> Problem: Your job is to give again, exactly and with no additions, the lines in the records below from the one with "TARGET: young girl" through the one with "TARGET: short sleeve", both included. Omit the pictures.

========================================================================

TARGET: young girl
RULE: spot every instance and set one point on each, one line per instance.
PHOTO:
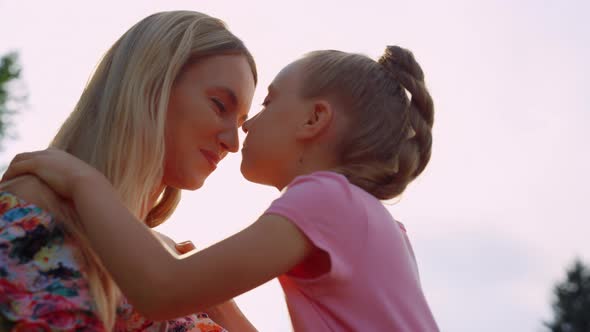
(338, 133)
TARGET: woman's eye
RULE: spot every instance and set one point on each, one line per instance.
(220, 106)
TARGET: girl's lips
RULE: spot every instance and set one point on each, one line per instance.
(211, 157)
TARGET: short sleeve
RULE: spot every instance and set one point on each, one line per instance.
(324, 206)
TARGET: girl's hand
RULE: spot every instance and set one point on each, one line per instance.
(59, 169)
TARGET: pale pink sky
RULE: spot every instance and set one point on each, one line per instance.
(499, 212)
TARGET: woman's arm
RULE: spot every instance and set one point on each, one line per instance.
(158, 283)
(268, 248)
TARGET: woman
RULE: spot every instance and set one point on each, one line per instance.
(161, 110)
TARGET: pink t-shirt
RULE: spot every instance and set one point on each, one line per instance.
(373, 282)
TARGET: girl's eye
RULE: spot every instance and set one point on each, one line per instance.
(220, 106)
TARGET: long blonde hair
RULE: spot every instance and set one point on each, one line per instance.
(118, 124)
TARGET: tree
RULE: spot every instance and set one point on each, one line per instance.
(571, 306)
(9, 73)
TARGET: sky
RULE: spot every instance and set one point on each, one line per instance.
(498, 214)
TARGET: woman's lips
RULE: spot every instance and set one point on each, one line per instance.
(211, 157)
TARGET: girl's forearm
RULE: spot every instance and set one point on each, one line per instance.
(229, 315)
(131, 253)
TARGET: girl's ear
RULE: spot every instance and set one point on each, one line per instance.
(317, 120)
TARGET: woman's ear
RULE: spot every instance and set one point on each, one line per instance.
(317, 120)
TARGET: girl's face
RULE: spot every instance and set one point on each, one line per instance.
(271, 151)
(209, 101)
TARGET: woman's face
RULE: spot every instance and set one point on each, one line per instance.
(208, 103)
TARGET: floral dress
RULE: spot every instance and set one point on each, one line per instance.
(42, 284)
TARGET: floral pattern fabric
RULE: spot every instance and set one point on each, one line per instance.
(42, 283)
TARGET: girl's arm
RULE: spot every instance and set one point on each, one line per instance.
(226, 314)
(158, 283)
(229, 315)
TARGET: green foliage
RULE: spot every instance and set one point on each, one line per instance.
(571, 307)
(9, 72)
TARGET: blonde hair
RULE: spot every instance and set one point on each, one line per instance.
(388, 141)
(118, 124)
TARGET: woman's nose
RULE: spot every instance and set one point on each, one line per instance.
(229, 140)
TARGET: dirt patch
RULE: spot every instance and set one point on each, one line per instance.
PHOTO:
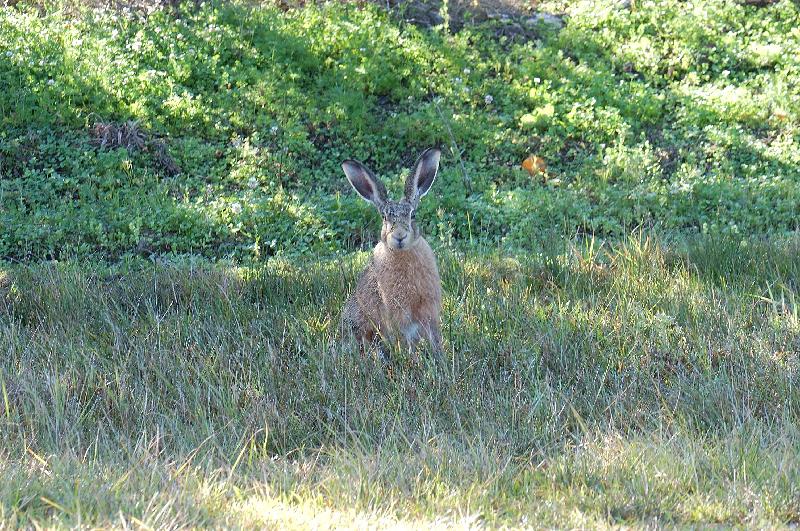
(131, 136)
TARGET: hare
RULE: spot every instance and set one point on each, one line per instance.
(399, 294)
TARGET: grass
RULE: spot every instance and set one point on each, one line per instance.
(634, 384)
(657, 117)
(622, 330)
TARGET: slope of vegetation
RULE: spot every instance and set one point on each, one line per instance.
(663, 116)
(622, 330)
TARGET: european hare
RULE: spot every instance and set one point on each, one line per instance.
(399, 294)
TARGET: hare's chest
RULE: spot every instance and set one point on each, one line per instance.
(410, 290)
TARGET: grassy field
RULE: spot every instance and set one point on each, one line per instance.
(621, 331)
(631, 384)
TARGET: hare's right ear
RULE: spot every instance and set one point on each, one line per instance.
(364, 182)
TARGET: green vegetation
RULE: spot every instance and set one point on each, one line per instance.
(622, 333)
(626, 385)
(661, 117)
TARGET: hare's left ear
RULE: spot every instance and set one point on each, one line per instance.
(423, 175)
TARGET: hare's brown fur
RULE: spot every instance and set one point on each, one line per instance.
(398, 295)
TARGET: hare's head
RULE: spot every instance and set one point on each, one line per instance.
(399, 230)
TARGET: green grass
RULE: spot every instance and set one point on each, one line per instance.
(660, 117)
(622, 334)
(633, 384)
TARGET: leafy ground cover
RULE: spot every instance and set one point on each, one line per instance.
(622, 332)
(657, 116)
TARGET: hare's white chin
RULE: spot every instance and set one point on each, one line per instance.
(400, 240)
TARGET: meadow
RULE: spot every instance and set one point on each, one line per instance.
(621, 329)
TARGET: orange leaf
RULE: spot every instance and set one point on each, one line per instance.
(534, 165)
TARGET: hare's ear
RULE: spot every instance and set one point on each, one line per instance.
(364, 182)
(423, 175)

========================================================================

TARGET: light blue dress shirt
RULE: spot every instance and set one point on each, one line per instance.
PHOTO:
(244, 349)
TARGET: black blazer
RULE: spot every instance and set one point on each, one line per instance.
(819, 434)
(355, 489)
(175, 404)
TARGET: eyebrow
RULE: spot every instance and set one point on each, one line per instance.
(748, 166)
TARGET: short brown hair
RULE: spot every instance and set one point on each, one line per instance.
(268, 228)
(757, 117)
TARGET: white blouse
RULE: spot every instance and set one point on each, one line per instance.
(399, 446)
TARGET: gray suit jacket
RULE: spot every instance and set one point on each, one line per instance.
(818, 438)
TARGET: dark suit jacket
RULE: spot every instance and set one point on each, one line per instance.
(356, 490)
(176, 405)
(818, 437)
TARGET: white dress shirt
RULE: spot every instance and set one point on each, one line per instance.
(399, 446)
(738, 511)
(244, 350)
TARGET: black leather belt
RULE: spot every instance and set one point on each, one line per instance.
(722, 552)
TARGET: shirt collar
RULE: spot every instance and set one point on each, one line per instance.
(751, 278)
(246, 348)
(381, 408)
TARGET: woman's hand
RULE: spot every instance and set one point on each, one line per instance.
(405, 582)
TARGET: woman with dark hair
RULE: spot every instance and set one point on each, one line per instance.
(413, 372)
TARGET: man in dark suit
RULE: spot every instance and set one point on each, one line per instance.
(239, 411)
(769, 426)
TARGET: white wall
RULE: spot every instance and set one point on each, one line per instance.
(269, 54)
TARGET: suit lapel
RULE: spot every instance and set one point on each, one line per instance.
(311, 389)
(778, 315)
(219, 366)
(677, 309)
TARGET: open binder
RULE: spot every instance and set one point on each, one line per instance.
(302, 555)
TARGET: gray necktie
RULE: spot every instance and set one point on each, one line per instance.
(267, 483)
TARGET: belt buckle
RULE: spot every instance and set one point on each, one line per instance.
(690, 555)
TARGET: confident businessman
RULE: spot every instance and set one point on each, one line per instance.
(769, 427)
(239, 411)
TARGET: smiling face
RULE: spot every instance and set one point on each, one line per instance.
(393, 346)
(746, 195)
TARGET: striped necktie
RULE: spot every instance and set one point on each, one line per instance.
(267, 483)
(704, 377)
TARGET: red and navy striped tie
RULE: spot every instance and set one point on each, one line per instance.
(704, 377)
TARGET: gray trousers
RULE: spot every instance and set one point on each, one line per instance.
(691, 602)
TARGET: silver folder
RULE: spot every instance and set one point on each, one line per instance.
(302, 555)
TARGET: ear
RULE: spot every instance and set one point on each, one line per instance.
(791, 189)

========================================================================

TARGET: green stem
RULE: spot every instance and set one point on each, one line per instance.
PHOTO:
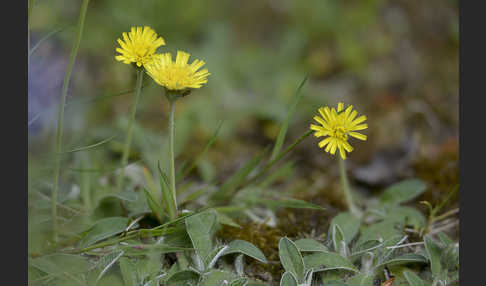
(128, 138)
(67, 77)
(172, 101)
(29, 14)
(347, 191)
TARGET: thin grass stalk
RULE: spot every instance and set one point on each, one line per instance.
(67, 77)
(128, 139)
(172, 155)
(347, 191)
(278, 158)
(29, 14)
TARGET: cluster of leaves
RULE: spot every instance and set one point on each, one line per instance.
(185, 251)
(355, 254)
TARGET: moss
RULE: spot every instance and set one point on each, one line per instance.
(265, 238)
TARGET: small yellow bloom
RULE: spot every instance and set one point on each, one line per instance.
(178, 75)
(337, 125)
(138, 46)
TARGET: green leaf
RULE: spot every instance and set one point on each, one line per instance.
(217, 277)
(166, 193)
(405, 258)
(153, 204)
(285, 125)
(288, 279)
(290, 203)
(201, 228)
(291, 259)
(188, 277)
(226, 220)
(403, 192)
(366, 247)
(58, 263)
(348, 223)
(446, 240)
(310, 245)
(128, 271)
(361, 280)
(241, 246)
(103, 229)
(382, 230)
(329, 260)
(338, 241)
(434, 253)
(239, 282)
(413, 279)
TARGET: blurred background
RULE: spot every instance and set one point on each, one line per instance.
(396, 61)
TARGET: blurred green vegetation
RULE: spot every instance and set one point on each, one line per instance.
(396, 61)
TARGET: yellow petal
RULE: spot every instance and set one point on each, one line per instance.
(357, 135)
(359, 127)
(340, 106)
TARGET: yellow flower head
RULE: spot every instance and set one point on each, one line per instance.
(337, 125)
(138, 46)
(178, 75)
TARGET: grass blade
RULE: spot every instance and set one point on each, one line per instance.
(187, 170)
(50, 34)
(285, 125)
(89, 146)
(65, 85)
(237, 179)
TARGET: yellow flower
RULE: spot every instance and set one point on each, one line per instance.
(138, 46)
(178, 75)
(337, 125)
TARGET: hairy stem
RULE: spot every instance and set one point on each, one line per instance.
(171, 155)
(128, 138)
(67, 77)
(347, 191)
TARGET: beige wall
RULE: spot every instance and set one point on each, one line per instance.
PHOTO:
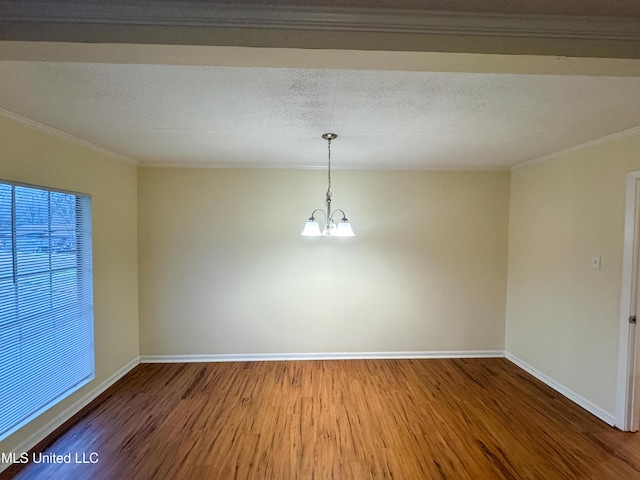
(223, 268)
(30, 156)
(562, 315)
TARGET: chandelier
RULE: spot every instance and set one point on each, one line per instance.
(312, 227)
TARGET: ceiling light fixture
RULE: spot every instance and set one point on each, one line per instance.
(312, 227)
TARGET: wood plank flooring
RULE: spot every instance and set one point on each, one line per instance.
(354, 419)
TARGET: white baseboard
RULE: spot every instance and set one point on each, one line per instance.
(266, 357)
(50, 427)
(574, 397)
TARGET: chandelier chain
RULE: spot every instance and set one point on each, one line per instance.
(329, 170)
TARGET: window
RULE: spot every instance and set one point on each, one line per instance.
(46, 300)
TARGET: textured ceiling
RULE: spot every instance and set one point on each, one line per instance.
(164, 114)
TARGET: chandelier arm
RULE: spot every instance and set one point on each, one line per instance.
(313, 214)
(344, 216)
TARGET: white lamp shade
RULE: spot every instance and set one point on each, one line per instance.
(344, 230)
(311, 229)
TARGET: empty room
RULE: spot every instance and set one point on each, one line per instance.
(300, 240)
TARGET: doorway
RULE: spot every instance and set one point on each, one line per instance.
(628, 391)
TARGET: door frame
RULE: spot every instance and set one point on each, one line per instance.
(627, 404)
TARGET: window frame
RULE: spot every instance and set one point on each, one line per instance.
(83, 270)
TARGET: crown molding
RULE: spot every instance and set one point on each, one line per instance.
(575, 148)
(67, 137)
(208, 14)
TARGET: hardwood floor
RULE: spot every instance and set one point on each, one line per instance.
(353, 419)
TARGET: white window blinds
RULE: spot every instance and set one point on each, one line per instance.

========================================================================

> Final answer:
TARGET: young girl
RULE: spot every instance and set one point on each, one line per instance.
PHOTO:
(338, 133)
TARGET: woman's eye
RULE: spot every instance and set one point on each, one line per instance.
(220, 106)
TARGET: girl's lips
RULE: spot every instance and set one point on each, one line per instance.
(211, 157)
TARGET: short sleeve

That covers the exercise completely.